• Excerpt provided:

Minister of Home Affairs
- Incumbent
- Assumed office 23 February 2026
- Prime Minister: Luís Montenegro
- Preceded by: Maria Lúcia Amaral

Personal details
- Born: Luís António Trindade Nunes das Neves 24 September 1965 (age 60) Castelo Branco, Portugal
- Party: Independent
- Education: Lisbon Lusíada University
- Profession: Lawyer, Judicial Police inspector

= Luís Neves =

Portuguese politician

Luís António Trindade Nunes das Neves (born 24 September 1965 in Castelo Branco) is a Portuguese criminal investigator and politician who is the current Minister of Home Affairs since February 2026, following the resignation of Maria Lucía Amaral. He previously served as the national Director of the Judiciary Police (PJ) from 2018 until 2026.

==Career==
===Judiciary police===
Luís Neves graduated in law from Lusíada University, and after a brief stint as a lawyer, he joined the Judiciary Police in 1995. During his police career, Neves held various positions in the police, including inspector, coordinator, deputy director, and director of the unit responsible for combating terrorism, being involved in many investigations combating violent crime, organized crime and terrorism, such as arms trafficking, human trafficking and extremist organizations.

• Material supplied:
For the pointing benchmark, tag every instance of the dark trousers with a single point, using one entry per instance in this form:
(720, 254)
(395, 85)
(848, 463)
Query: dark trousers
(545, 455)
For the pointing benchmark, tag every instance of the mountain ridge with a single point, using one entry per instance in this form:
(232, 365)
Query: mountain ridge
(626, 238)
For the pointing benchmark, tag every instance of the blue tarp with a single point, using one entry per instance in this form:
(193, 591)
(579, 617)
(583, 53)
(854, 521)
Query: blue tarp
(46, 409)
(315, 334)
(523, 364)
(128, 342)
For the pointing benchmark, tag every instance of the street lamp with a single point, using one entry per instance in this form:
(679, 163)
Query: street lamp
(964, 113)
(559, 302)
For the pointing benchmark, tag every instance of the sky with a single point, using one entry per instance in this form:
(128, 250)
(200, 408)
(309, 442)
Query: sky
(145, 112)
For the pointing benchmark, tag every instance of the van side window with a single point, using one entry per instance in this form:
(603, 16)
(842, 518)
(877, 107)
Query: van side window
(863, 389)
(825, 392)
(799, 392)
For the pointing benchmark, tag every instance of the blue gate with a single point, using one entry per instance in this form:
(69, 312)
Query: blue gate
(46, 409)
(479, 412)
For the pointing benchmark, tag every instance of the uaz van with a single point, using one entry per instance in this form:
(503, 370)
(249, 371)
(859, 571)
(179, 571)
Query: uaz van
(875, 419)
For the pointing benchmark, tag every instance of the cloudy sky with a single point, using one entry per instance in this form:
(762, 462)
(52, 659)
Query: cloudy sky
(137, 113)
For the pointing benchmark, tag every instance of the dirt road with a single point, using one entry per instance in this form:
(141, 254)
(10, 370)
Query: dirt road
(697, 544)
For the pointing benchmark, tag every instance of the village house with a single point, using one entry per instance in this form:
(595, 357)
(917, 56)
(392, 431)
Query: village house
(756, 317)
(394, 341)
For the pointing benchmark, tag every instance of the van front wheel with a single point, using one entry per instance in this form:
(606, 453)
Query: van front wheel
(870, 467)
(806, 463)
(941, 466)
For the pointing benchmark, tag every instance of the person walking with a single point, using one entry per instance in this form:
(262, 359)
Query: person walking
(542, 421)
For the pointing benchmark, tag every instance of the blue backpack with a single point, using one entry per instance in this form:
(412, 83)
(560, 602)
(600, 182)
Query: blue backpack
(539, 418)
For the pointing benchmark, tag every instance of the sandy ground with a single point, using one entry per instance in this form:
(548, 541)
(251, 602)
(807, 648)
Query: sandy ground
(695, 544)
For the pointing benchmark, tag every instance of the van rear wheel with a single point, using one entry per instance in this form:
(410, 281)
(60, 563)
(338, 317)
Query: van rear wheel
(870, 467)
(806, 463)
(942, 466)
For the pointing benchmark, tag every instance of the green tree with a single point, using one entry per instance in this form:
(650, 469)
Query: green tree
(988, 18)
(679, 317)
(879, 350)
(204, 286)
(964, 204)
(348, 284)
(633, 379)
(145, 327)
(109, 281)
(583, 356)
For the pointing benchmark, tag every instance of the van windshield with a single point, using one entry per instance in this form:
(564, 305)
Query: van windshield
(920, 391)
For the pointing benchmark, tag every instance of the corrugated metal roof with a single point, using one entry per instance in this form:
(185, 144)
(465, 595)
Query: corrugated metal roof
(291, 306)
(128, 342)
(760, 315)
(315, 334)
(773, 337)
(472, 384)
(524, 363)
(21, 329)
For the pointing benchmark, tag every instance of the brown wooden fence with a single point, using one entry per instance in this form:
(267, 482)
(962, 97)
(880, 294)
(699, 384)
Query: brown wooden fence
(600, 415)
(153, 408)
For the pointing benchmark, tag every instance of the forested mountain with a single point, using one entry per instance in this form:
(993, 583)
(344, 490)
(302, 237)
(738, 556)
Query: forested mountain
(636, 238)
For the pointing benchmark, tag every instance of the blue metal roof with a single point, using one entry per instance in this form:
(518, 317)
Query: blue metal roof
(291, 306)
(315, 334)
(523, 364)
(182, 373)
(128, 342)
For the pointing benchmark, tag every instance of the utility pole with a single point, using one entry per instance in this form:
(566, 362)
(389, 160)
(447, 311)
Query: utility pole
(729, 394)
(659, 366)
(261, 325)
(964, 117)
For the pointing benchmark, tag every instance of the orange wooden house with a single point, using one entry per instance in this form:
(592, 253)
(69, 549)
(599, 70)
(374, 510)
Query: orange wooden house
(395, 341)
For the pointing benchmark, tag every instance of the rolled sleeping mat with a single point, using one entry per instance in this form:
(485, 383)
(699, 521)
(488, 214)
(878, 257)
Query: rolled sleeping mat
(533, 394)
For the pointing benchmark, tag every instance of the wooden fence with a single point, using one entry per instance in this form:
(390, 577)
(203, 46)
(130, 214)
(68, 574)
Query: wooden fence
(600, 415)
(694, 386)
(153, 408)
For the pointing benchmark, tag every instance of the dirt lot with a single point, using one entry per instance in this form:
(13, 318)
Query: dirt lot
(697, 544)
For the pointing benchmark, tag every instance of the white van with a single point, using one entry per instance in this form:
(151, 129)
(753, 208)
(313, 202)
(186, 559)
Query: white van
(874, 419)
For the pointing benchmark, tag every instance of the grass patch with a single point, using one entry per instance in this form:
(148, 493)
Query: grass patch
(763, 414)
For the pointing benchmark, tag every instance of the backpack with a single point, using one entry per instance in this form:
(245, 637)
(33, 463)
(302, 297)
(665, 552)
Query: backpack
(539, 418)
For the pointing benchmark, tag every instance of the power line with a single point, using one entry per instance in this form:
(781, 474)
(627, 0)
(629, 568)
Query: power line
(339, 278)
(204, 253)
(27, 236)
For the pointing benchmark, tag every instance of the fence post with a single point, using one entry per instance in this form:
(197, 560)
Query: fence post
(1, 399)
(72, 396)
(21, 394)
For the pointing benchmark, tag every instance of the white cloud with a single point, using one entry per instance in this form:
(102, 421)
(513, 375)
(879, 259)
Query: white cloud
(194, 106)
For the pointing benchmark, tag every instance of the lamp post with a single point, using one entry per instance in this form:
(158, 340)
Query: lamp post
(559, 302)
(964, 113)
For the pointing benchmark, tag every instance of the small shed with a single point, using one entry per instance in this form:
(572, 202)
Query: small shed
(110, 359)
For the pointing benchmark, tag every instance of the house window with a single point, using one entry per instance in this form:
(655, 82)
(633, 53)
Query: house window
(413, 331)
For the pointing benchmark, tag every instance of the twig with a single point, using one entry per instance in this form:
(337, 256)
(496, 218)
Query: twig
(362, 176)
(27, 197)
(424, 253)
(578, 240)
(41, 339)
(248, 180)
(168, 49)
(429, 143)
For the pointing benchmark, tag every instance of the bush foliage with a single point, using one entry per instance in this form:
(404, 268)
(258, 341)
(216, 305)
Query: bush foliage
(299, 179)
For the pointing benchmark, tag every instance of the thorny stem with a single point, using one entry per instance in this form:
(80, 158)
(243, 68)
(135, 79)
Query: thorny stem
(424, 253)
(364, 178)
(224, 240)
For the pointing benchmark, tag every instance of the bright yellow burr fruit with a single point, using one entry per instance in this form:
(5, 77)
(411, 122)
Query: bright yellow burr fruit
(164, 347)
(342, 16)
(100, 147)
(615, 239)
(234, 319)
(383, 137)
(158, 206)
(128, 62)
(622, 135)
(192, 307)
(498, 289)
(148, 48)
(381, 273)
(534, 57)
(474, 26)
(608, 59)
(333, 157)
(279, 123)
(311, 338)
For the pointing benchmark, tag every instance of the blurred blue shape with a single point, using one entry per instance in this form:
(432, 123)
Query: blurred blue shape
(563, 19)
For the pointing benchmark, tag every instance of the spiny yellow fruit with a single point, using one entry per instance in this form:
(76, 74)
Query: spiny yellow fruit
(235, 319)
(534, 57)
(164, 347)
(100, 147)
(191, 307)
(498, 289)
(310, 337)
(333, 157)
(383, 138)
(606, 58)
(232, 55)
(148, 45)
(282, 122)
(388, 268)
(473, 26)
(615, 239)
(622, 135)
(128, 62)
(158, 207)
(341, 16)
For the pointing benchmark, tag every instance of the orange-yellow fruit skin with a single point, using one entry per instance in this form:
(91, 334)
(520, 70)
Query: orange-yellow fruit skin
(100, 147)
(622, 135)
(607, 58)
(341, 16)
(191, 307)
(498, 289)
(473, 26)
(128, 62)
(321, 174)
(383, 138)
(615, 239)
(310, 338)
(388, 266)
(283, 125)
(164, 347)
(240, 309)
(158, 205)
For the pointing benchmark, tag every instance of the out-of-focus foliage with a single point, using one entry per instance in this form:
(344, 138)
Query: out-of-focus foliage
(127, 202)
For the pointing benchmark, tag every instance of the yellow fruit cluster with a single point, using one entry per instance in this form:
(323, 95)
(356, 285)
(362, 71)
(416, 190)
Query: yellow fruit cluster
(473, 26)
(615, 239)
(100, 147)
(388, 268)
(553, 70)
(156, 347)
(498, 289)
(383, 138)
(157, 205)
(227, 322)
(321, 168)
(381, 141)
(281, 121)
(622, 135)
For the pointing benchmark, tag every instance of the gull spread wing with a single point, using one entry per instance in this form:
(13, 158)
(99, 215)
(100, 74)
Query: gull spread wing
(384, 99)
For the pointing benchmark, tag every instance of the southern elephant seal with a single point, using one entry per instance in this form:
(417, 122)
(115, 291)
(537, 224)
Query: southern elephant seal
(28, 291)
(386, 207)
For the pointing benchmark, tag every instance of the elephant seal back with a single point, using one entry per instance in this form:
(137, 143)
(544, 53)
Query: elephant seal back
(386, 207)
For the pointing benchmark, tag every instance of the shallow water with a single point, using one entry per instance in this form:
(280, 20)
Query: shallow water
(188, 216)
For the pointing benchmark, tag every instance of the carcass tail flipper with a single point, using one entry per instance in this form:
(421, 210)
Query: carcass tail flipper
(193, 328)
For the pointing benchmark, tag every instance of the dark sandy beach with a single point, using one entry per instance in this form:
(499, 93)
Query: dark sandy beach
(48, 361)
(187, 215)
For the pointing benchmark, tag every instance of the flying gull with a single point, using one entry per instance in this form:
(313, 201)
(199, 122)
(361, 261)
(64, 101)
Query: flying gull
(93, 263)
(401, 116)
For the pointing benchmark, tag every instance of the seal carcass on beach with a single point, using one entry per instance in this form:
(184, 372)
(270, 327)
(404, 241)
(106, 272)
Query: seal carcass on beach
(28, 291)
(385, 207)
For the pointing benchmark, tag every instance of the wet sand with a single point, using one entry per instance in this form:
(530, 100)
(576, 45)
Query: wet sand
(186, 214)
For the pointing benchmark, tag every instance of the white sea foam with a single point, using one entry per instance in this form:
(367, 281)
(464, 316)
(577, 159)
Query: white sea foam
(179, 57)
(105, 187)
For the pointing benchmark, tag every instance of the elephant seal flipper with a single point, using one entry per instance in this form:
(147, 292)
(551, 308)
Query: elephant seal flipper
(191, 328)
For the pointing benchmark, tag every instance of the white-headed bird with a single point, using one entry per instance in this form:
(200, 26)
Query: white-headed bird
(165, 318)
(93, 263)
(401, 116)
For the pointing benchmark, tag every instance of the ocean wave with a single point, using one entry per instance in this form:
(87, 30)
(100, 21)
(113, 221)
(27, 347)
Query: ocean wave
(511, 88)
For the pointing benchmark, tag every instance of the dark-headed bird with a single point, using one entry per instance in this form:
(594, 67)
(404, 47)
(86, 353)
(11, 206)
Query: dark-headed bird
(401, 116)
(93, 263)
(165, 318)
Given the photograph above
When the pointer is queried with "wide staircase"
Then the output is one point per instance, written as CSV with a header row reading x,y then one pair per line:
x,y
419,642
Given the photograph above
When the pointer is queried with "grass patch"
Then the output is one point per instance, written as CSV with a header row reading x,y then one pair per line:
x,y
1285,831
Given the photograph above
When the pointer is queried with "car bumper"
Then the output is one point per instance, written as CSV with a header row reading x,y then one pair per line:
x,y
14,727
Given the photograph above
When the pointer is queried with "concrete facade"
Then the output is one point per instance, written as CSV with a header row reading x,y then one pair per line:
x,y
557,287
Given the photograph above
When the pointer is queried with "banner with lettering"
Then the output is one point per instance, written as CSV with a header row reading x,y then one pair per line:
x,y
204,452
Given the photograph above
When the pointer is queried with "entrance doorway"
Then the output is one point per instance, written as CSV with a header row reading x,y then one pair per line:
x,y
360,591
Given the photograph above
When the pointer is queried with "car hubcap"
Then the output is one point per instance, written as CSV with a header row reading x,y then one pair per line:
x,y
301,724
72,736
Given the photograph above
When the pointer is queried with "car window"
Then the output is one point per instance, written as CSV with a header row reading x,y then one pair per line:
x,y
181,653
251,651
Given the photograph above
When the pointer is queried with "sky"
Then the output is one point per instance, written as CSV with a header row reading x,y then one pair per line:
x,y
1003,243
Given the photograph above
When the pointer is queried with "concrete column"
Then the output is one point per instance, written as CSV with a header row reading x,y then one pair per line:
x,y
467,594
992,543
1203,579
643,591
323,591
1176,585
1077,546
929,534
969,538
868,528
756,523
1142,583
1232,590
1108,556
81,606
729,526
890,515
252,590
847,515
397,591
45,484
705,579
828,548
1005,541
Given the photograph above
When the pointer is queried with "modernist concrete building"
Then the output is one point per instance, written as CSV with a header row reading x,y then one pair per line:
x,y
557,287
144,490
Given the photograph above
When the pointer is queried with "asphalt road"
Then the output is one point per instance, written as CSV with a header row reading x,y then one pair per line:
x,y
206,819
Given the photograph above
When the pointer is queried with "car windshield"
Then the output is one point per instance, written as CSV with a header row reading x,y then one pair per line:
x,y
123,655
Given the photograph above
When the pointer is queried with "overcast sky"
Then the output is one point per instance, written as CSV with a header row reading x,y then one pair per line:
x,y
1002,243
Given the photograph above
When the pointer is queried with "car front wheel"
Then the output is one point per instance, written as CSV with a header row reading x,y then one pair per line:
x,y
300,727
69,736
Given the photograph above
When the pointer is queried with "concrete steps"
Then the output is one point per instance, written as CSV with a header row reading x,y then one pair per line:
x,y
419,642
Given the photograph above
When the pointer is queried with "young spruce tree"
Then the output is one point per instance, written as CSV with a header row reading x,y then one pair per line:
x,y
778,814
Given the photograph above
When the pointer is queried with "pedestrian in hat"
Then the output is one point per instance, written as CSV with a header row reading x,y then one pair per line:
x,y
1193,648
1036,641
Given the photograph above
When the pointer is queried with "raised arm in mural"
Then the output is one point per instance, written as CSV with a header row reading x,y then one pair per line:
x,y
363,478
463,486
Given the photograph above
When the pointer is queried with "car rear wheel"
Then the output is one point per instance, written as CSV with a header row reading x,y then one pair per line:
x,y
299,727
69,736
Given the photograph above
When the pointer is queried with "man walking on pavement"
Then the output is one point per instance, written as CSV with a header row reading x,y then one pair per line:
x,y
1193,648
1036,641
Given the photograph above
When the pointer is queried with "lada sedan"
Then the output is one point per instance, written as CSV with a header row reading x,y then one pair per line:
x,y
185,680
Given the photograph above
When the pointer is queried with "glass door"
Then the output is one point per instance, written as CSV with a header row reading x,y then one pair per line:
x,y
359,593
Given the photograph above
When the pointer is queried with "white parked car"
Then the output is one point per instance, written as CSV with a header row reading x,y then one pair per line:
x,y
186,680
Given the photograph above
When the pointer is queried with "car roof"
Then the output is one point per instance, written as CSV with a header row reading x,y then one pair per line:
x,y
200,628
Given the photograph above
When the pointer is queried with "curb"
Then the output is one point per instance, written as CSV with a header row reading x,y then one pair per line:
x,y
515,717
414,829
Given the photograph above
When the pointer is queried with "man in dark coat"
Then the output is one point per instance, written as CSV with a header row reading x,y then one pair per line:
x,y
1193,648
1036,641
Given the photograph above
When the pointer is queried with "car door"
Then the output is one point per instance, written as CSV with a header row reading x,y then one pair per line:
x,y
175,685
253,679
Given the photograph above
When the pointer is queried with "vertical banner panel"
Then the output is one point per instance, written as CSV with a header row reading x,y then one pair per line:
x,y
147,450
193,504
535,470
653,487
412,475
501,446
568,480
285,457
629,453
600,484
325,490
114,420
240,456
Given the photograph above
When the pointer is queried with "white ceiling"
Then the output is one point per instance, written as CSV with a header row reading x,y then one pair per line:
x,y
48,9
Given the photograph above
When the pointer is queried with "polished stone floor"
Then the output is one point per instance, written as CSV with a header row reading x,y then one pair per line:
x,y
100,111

• Problem 1:
Rewrite the Luís Neves profile starting at "Portuguese politician" and ending at "2018 until 2026.", replacing "criminal investigator" with "police investigator".
• Problem 2:
Answer these questions using the Luís Neves profile.
(a) In what year did Neves join the Judiciary Police?
(b) What party is Neves listed under?
(c) Who is named as Prime Minister?
The rows come from a different source than the Luís Neves profile.

• Written answer 1:
Portuguese politician

Luís António Trindade Nunes das Neves (born 24 September 1965 in Castelo Branco) is a Portuguese police investigator and politician who is the current Minister of Home Affairs since February 2026, following the resignation of Maria Lucía Amaral. He previously served as the national Director of the Judiciary Police (PJ) from 2018 until 2026.

• Written answer 2:
(a) 1995
(b) Independent
(c) Luís Montenegro